• _Work to be completed_: Pick out every line of the material below that contains the string "leaf", matching case exactly, and copy each one out in full.

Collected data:
* start *

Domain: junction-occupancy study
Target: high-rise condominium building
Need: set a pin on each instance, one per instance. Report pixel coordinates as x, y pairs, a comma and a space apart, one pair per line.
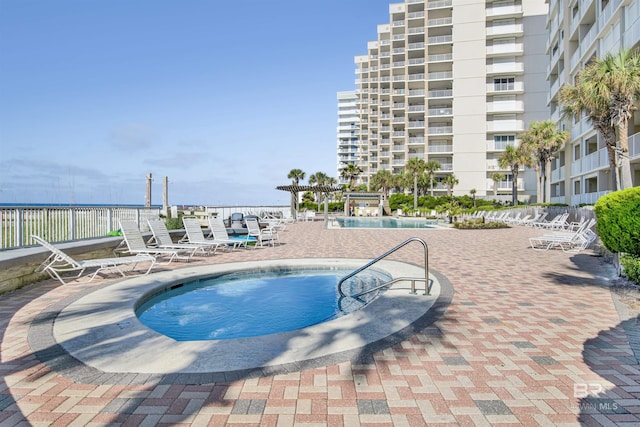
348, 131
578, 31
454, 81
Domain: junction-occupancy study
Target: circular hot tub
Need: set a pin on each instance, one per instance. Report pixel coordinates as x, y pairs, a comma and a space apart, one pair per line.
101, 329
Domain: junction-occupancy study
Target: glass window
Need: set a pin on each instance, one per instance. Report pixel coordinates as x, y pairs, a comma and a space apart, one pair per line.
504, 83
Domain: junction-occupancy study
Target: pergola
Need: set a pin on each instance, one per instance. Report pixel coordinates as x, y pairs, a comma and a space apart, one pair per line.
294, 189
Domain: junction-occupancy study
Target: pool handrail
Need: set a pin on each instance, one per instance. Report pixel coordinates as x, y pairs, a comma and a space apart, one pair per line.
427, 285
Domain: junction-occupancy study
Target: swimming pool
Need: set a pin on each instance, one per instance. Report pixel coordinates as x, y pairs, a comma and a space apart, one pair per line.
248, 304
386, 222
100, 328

* end *
* start *

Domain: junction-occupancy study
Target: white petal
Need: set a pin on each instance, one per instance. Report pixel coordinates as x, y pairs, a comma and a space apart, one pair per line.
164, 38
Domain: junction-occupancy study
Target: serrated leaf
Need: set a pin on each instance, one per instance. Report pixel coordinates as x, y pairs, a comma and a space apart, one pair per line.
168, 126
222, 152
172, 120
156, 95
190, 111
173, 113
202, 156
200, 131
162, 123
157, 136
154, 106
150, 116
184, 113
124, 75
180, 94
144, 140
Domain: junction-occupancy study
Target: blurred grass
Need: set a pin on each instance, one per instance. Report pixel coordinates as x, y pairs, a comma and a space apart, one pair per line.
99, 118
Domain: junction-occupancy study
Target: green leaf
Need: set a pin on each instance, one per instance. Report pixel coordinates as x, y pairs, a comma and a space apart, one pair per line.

* end *

• _Final answer_:
Target: serrated leaf
Target: green leaf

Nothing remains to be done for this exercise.